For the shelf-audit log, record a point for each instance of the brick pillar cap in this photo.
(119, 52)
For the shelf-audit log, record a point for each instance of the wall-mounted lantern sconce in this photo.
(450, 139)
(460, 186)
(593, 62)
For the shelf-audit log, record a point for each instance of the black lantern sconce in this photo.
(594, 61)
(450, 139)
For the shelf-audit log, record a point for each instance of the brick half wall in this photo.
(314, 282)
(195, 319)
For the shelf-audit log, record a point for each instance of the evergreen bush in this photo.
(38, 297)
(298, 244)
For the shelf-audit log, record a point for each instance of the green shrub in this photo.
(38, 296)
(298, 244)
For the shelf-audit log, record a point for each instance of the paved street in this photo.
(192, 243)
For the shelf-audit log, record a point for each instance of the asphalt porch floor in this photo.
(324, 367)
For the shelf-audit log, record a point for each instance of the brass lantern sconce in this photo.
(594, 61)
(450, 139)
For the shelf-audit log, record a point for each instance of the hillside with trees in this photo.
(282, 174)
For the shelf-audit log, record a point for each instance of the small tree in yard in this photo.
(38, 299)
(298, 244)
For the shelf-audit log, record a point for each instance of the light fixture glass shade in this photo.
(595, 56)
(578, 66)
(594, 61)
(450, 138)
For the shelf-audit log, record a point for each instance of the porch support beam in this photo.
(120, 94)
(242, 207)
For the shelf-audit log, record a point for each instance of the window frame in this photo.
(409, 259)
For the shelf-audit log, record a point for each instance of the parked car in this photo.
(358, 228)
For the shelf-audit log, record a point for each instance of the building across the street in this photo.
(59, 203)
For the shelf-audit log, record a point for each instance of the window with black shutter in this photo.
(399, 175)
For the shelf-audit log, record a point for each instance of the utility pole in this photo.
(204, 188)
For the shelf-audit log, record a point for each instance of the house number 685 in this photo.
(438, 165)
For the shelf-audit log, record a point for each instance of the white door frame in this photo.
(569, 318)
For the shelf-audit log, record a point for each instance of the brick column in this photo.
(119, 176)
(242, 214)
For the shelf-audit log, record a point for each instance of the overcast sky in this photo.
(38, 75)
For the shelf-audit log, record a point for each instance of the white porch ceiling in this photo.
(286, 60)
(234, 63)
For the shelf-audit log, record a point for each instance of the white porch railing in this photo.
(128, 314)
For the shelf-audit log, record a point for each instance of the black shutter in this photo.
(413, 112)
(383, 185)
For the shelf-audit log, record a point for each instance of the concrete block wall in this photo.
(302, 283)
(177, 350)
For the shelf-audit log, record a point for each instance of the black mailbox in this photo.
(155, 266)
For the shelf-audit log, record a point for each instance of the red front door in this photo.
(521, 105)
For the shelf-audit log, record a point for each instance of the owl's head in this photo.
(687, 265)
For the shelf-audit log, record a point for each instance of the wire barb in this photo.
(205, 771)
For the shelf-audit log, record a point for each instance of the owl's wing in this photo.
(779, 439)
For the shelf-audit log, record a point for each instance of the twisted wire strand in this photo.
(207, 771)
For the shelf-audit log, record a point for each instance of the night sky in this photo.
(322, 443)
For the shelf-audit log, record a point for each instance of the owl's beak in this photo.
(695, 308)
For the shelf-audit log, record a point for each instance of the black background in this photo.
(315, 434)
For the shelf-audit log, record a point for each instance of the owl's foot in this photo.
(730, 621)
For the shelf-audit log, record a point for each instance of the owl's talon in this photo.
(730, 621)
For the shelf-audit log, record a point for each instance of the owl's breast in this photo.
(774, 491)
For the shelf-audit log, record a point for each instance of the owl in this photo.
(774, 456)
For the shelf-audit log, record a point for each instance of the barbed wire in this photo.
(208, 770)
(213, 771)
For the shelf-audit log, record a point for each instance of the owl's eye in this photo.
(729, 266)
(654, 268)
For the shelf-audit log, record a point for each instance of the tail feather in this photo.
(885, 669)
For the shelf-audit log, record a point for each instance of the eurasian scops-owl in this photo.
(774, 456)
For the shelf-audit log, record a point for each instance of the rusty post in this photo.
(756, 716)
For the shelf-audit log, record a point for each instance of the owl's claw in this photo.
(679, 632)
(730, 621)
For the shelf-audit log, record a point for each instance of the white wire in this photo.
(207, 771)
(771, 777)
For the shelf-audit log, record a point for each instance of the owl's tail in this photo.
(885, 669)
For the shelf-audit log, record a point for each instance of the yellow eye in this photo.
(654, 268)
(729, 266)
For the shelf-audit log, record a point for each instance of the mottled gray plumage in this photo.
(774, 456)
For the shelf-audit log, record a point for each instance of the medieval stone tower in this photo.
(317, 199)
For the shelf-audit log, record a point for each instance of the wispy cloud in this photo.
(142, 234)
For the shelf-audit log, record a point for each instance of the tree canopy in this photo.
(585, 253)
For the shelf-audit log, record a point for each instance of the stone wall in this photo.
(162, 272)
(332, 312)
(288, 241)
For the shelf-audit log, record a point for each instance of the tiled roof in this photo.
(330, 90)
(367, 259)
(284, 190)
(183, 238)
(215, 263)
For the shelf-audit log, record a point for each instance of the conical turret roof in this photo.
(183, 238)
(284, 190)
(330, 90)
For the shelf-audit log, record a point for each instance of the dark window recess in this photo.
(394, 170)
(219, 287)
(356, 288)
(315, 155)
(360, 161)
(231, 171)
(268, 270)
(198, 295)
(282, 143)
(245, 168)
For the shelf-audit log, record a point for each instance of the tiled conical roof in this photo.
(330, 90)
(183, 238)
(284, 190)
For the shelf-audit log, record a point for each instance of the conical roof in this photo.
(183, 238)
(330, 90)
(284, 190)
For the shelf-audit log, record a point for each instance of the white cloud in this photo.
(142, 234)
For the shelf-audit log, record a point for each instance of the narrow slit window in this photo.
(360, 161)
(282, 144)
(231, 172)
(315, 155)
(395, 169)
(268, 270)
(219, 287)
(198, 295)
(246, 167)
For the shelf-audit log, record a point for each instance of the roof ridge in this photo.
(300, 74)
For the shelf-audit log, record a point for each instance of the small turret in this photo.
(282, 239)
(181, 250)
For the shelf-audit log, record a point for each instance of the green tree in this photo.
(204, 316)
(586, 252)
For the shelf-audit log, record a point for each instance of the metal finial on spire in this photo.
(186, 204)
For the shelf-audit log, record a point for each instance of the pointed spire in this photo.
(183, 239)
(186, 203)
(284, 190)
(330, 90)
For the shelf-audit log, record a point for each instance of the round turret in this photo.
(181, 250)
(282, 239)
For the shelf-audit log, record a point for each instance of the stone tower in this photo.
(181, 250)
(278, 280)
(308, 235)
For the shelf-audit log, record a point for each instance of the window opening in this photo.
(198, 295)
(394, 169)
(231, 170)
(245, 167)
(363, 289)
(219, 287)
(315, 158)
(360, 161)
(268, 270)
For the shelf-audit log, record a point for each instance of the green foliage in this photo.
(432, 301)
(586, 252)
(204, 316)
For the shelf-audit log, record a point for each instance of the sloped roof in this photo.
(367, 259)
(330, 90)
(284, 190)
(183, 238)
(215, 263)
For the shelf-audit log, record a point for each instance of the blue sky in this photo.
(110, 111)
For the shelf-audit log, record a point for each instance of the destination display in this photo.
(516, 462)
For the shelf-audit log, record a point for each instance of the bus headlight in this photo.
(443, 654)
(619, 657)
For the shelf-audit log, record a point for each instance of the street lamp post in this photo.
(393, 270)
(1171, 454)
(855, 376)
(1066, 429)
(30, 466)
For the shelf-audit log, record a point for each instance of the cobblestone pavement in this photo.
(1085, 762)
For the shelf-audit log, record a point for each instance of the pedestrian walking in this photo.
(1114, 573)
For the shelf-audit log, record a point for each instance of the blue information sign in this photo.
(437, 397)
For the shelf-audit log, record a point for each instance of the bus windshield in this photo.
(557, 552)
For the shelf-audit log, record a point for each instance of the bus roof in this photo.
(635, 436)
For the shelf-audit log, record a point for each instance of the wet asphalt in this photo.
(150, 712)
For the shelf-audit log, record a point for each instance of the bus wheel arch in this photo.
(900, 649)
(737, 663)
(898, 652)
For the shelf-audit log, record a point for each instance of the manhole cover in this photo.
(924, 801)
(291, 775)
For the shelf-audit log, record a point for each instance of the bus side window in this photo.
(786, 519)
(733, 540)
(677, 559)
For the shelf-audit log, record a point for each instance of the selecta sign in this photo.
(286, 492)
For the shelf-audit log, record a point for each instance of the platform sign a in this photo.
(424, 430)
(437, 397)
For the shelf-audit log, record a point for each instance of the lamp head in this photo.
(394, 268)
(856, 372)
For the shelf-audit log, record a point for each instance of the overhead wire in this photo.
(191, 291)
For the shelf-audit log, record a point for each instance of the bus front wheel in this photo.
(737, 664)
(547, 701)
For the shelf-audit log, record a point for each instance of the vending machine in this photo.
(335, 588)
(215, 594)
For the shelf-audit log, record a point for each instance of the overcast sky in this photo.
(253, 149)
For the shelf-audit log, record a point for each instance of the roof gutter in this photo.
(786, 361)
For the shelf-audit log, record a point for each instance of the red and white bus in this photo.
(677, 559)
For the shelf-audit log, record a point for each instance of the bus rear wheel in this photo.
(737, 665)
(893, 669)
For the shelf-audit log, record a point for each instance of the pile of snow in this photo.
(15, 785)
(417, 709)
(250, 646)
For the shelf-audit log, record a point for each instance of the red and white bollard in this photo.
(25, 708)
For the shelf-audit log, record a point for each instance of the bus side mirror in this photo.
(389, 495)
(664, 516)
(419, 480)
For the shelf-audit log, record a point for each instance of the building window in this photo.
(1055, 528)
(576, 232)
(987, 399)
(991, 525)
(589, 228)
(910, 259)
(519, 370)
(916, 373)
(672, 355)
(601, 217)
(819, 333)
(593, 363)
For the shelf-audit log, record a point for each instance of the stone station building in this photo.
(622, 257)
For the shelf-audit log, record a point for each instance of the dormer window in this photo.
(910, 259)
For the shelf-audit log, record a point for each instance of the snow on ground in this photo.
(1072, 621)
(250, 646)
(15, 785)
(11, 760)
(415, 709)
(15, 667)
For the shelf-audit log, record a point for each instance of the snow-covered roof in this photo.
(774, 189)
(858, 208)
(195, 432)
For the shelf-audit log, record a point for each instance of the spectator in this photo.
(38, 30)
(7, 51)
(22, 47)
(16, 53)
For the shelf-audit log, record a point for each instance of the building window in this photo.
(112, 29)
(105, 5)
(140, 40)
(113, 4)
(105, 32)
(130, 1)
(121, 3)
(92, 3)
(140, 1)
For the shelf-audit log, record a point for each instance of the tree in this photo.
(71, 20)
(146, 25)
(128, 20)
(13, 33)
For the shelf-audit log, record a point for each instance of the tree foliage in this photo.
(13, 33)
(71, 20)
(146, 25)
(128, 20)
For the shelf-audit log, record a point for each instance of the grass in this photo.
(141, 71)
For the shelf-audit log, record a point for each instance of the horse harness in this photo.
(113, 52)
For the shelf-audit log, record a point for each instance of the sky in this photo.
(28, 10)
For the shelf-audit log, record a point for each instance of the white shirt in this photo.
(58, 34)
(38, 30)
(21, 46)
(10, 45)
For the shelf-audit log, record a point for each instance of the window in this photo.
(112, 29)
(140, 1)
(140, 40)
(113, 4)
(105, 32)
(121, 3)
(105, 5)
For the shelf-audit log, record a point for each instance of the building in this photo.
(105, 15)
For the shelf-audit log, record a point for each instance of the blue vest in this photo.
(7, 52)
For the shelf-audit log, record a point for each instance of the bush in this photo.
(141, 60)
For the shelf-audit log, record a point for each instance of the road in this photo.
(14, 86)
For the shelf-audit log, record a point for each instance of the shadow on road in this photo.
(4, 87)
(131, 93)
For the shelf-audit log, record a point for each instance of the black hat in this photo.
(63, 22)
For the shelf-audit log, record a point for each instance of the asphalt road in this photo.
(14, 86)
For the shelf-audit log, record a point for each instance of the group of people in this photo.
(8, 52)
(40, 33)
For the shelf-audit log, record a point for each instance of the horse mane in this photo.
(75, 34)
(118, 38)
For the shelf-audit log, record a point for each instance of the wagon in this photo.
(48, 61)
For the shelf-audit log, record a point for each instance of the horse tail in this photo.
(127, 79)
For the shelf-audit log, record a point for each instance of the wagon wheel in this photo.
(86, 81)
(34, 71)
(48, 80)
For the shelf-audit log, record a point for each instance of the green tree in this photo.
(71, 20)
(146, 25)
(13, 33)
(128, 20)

----

Recopiez sans aucune modification les lignes du matériel, depuis celle qui contient « harness in this photo. » jusqu'à la fin du matériel, ces deux limites comprises.

For the shelf-audit log, record a point for each instance of the horse harness in this photo.
(113, 52)
For the shelf-audit log, record a point for each instance of the sky in this photo.
(28, 10)
For the shelf-audit log, record a point for each instance of the white shirt in this photo.
(58, 34)
(38, 30)
(21, 46)
(10, 45)
For the shelf-audit log, record a point for each instance of the window in this photo.
(112, 29)
(140, 1)
(140, 40)
(113, 4)
(105, 32)
(121, 3)
(105, 5)
For the shelf-audit log, record a point for each instance of the building in this photo.
(105, 15)
For the shelf-audit log, record a point for each instance of the blue vest in this photo.
(7, 52)
For the shelf-audit log, record a point for each instance of the bush in this photo.
(141, 60)
For the shelf-audit log, record a point for each instance of the road in this photo.
(14, 86)
For the shelf-audit log, record a point for each instance of the shadow on road in this photo.
(4, 87)
(131, 93)
For the shelf-audit log, record a point for each instance of the black hat in this photo.
(63, 22)
For the shelf-audit log, record a point for each instance of the asphalt road in this photo.
(14, 86)
For the shelf-audit log, record a point for each instance of the group of people in this photo.
(8, 52)
(40, 33)
For the shelf-audit log, record a point for each instance of the horse mane in this photo.
(75, 34)
(118, 38)
For the shelf-audit log, record a point for each instance of the wagon in this photo.
(48, 61)
For the shelf-audit log, record a point for each instance of the horse tail in this photo.
(127, 79)
For the shelf-audit log, record a point for each instance of the wagon wheel in this photo.
(86, 81)
(34, 71)
(48, 80)
For the shelf-audit log, record a point for each instance of the green tree in this photo.
(71, 20)
(146, 25)
(13, 33)
(128, 20)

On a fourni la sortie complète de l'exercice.